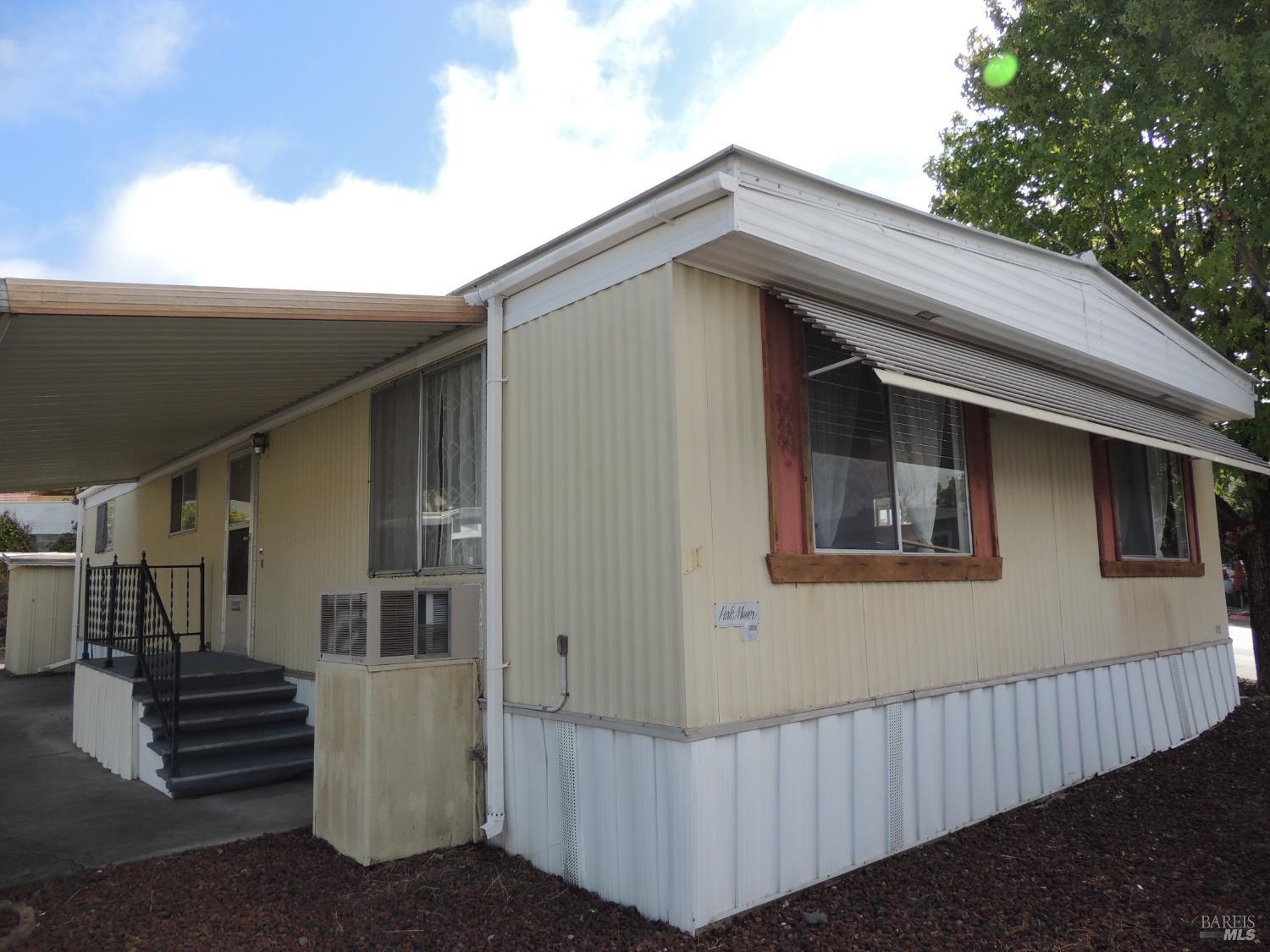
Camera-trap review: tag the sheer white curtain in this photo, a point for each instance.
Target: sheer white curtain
(930, 472)
(452, 454)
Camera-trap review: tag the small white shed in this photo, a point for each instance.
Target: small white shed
(41, 593)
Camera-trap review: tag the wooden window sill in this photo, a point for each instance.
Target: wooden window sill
(1151, 569)
(785, 568)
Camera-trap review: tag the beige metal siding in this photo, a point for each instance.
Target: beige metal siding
(141, 520)
(827, 644)
(40, 617)
(591, 505)
(312, 530)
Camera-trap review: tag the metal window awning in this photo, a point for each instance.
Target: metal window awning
(919, 360)
(103, 382)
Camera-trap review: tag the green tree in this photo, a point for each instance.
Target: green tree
(1138, 129)
(64, 543)
(14, 536)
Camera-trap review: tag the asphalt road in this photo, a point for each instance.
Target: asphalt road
(61, 812)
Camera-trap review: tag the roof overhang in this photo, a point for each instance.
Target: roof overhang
(748, 217)
(916, 358)
(104, 382)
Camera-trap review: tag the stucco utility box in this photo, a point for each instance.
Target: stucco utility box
(41, 592)
(393, 776)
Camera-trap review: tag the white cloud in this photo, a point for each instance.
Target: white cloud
(569, 129)
(91, 56)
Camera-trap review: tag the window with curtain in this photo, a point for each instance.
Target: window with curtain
(103, 541)
(185, 502)
(888, 466)
(427, 471)
(1150, 502)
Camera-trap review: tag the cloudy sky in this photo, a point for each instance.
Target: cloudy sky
(398, 145)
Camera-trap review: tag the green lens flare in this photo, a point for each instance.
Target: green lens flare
(1001, 70)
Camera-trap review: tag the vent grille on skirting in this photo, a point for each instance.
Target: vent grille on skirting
(566, 734)
(396, 624)
(894, 777)
(1175, 669)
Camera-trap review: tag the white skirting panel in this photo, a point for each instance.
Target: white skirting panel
(104, 724)
(693, 830)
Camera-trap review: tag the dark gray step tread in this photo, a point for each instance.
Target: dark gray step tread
(230, 773)
(271, 735)
(226, 696)
(220, 718)
(244, 763)
(207, 680)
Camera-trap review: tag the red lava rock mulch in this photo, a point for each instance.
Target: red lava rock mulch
(1130, 860)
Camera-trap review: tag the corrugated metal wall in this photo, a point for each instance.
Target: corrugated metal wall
(141, 520)
(830, 644)
(591, 505)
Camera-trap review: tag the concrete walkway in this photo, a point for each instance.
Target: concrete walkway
(1245, 664)
(61, 812)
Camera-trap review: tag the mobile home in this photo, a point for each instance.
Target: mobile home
(747, 533)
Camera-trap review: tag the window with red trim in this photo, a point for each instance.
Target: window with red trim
(1145, 502)
(869, 482)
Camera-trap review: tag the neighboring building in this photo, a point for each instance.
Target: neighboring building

Given instruction >>
Please rewrite every line of the items from the line containing "Camera-trap review: tag the concrete" through the end of the items, adding 47 to each point coordinate in the answers and keeping all other lines unchanged.

Solution >>
Camera-trap review: tag the concrete walkway in this photo, a point for each instance.
Target: concrete walkway
(1292, 711)
(108, 859)
Camera-trap review: tag the mobile home in this photo, a point for each instance.
Target: mobile home
(794, 580)
Camera-trap review: tag the window with red trim in this photo, a point for each instance.
Target: window with red trim
(1192, 549)
(916, 529)
Camera-trap review: tag the neighboring building in this photo, a point for each instance.
Target: neighboring building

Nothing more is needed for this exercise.